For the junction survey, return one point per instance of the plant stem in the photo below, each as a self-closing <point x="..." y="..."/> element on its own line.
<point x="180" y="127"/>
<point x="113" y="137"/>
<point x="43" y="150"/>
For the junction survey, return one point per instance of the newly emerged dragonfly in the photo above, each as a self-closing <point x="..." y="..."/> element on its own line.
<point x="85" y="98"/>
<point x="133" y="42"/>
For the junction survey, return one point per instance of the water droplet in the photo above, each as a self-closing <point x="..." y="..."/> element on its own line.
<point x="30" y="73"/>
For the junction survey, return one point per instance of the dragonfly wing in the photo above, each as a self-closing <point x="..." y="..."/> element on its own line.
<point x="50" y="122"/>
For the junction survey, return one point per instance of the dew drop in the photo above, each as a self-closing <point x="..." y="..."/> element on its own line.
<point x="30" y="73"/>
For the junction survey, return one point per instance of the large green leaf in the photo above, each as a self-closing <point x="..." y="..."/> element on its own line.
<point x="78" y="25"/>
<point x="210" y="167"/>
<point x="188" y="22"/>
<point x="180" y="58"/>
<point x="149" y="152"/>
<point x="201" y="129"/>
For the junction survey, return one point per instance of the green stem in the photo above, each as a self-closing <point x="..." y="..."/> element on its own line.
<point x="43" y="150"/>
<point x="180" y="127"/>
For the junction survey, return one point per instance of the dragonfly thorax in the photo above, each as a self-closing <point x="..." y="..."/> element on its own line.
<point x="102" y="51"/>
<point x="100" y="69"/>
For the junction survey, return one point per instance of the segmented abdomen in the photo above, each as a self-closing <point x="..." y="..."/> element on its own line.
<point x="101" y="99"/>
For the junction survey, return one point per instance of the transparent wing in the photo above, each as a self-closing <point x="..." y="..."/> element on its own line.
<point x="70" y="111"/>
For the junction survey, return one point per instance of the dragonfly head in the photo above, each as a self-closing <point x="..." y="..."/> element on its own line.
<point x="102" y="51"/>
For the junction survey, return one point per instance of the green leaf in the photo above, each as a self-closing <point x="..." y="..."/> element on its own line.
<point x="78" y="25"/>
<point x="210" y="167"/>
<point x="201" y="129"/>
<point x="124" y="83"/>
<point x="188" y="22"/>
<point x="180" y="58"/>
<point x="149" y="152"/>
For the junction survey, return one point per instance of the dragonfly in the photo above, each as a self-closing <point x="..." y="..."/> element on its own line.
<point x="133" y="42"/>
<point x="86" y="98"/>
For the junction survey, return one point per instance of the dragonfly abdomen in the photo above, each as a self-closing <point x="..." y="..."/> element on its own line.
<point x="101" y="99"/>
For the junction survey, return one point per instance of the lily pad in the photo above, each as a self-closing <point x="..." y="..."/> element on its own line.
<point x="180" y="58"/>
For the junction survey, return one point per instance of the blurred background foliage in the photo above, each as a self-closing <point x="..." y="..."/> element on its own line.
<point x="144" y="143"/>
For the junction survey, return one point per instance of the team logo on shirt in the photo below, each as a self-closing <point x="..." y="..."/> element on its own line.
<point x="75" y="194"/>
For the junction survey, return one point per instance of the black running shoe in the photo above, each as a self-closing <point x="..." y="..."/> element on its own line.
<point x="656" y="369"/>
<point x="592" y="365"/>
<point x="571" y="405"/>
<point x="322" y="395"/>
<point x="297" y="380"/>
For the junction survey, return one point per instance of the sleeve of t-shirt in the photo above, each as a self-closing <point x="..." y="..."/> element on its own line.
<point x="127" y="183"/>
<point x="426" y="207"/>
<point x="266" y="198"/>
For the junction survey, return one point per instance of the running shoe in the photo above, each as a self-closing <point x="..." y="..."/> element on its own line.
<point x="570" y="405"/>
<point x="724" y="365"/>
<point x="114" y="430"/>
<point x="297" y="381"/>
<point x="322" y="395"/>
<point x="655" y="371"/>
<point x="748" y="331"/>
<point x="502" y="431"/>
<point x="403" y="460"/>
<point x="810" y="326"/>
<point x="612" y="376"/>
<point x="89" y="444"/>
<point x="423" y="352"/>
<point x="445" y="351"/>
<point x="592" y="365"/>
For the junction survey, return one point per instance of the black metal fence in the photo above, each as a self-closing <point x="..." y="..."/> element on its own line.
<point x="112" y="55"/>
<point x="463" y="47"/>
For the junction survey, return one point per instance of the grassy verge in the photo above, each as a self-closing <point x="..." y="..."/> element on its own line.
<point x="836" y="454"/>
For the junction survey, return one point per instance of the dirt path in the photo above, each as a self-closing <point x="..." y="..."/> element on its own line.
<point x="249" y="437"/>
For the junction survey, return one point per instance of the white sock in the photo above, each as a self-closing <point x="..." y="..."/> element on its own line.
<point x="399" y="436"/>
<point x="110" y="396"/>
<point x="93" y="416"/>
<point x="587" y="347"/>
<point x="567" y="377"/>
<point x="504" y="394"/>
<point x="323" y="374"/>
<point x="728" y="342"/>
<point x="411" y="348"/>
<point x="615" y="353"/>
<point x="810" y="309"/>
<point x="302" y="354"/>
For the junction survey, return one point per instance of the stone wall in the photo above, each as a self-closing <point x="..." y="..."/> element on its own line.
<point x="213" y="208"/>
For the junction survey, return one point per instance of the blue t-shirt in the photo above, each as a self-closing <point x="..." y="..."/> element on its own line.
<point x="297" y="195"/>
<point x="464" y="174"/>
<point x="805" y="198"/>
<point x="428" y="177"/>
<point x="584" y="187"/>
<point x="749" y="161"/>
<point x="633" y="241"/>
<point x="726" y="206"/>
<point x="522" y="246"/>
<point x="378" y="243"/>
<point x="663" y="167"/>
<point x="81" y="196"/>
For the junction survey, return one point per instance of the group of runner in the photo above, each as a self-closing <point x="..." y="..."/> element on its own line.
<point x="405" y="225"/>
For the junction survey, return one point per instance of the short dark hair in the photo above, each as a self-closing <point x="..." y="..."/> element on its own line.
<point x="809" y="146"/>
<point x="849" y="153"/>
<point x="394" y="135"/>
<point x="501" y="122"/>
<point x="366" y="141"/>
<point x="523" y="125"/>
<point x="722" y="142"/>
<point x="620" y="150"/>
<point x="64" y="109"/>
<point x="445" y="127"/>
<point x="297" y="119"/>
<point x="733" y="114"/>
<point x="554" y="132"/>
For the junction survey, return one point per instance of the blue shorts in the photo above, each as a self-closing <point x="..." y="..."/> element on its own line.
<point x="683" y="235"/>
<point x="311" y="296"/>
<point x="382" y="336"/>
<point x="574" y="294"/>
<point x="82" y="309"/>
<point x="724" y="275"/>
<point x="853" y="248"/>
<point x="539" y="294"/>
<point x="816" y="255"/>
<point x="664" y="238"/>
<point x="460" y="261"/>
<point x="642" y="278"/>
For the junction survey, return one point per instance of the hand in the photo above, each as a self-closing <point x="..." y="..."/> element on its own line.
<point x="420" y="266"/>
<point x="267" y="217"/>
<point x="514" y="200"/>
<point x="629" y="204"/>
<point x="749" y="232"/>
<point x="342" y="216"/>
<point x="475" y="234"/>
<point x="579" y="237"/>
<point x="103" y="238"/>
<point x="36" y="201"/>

• [WORK INSTRUCTION]
Take the entries and print them exactly. Keep every line.

• [THE ANSWER]
For the junction survey, return one point per instance of the plant stem in the photo below, each as a self-closing <point x="..." y="..."/> element on its own line.
<point x="180" y="127"/>
<point x="113" y="137"/>
<point x="43" y="150"/>
For the junction survey, return one point per instance of the newly emerged dragonfly in the photo above, each as a self-closing <point x="..." y="..."/> element on its own line.
<point x="85" y="98"/>
<point x="133" y="42"/>
For the junction survey, return one point per instance of the water droplet in the photo above, each as a self-closing <point x="..." y="..."/> element on its own line.
<point x="30" y="73"/>
For the junction survey, return one point per instance of the dragonfly wing in the photo above, each as a self-closing <point x="..." y="..."/> element on its own line.
<point x="50" y="122"/>
For the junction survey, return one point per instance of the dew drop in the photo above, each as a self-closing <point x="..." y="..."/> element on its own line.
<point x="30" y="73"/>
For the junction survey, return one point per instance of the large green leaf in the photo above, each as a self-closing <point x="..." y="..."/> element on its own line.
<point x="78" y="25"/>
<point x="210" y="167"/>
<point x="188" y="22"/>
<point x="180" y="58"/>
<point x="149" y="152"/>
<point x="201" y="129"/>
For the junction survey, return one point per instance of the green stem in the photo above, each as a self-closing <point x="..." y="..."/> element on its own line.
<point x="43" y="150"/>
<point x="180" y="127"/>
For the junction survey, return one point per instance of the dragonfly thorax in the photo above, each as a self-closing <point x="..." y="..."/> element on its own line.
<point x="102" y="51"/>
<point x="100" y="69"/>
For the junction survey, return one point per instance of the segmented abdomen in the photo above, each as a self-closing <point x="..." y="..."/> element on its own line.
<point x="101" y="99"/>
For the junction survey, return one point per instance of the transparent wing in the photo above, each as a self-closing <point x="..." y="..."/> element on its own line.
<point x="70" y="111"/>
For the junction survey, return one point per instance of the dragonfly head in the photo above, each as a self-closing <point x="..." y="..."/> element on its own line.
<point x="102" y="51"/>
For the junction survey, return one point per instance of the green leaf in the photo above, each as a self-closing <point x="..." y="..."/> element on its own line.
<point x="78" y="25"/>
<point x="210" y="167"/>
<point x="201" y="129"/>
<point x="124" y="83"/>
<point x="188" y="22"/>
<point x="180" y="58"/>
<point x="149" y="152"/>
For the junction survey, return one point per instance of the dragonfly in the photo above, each as a self-closing <point x="..." y="..."/> element on its own line.
<point x="133" y="42"/>
<point x="86" y="98"/>
For the junction survey, return one point per instance of the dragonfly abdomen in the photo above, each as a self-closing <point x="..." y="..."/> element on its own line.
<point x="101" y="99"/>
For the junction survey, return one point per instance of the lily pad in the photo above, each as a self-closing <point x="..." y="..."/> element on its own line.
<point x="180" y="58"/>
For the junction survey, return one point per instance of the blurred background foliage in the photo above, each as a self-closing <point x="..." y="..."/> element on its own line.
<point x="144" y="143"/>
For the junction survey, return one point per instance of the team logo on shirt in the photo below, each as a self-closing <point x="..." y="..."/> element on its own line.
<point x="75" y="194"/>
For the junction survey, return one point per instance of the black running shoe in the photo above, each as a self-closing <point x="..." y="..."/> element on its own line.
<point x="656" y="369"/>
<point x="592" y="365"/>
<point x="571" y="405"/>
<point x="322" y="395"/>
<point x="297" y="380"/>
For the junction survey, return one point per instance of the sleeve of t-shirt in the photo above, each as a self-closing <point x="..." y="..."/> element on its own line.
<point x="127" y="183"/>
<point x="426" y="207"/>
<point x="266" y="198"/>
For the junction survey, return one point per instance of the running shoe in the photo above, each as a self-closing <point x="..." y="..."/> element on its own line.
<point x="570" y="405"/>
<point x="724" y="365"/>
<point x="114" y="430"/>
<point x="297" y="381"/>
<point x="322" y="395"/>
<point x="655" y="371"/>
<point x="748" y="331"/>
<point x="502" y="431"/>
<point x="403" y="460"/>
<point x="810" y="326"/>
<point x="612" y="376"/>
<point x="89" y="444"/>
<point x="423" y="352"/>
<point x="445" y="351"/>
<point x="592" y="365"/>
For the junction survey, return one point per instance of the black metal fence in the photo above, each as a self-closing <point x="..." y="..."/> element on its own line.
<point x="112" y="55"/>
<point x="463" y="47"/>
For the junction survey, return one point per instance of the grassy verge in the photo above, each as a self-closing <point x="..." y="..."/> element on its own line.
<point x="836" y="454"/>
For the junction survey, return one point per instance of the dirt path in the photo above, each as a self-closing <point x="..." y="..."/> element on its own line.
<point x="249" y="437"/>
For the junction survey, return one point per instance of the white sock in the photo above, each as a self-closing <point x="..." y="..."/> element on its own line.
<point x="399" y="436"/>
<point x="110" y="396"/>
<point x="93" y="416"/>
<point x="587" y="347"/>
<point x="567" y="377"/>
<point x="504" y="394"/>
<point x="323" y="374"/>
<point x="728" y="342"/>
<point x="411" y="348"/>
<point x="615" y="353"/>
<point x="810" y="309"/>
<point x="302" y="354"/>
For the junction survey, return one point per instance of the stone wall in the photo above, each as a self-closing <point x="..." y="..."/> element on its own line.
<point x="213" y="208"/>
For the junction survey, return one point per instance of the blue t-shirt in the photo above, each as a self-closing <point x="..." y="..."/> element on its own line.
<point x="297" y="195"/>
<point x="464" y="174"/>
<point x="805" y="198"/>
<point x="428" y="177"/>
<point x="584" y="187"/>
<point x="749" y="161"/>
<point x="633" y="241"/>
<point x="726" y="206"/>
<point x="522" y="246"/>
<point x="378" y="243"/>
<point x="663" y="167"/>
<point x="81" y="196"/>
For the junction survey, return one point per instance of the group of runner in the photo above, each as a self-closing <point x="..." y="..."/> element on its own line.
<point x="405" y="225"/>
For the junction survey, return one point per instance of the short dark hair in the photo above, each as a self-closing <point x="..." y="..."/> element on its own line.
<point x="809" y="146"/>
<point x="849" y="153"/>
<point x="394" y="135"/>
<point x="501" y="122"/>
<point x="366" y="141"/>
<point x="523" y="125"/>
<point x="722" y="142"/>
<point x="620" y="150"/>
<point x="64" y="109"/>
<point x="445" y="127"/>
<point x="297" y="119"/>
<point x="733" y="114"/>
<point x="554" y="132"/>
For the junction survey, return one point per instance of the blue shorts in the photo above, each as a self-closing <point x="..." y="..."/> element on its own line.
<point x="683" y="235"/>
<point x="311" y="296"/>
<point x="382" y="336"/>
<point x="574" y="294"/>
<point x="82" y="309"/>
<point x="724" y="275"/>
<point x="853" y="248"/>
<point x="539" y="294"/>
<point x="816" y="255"/>
<point x="664" y="238"/>
<point x="460" y="261"/>
<point x="642" y="278"/>
For the junction survey, return one point per instance of the hand in the photo above, each as a self-closing <point x="..." y="..."/> element on its own line.
<point x="420" y="266"/>
<point x="267" y="217"/>
<point x="514" y="200"/>
<point x="629" y="204"/>
<point x="749" y="232"/>
<point x="342" y="216"/>
<point x="475" y="234"/>
<point x="579" y="237"/>
<point x="103" y="238"/>
<point x="36" y="201"/>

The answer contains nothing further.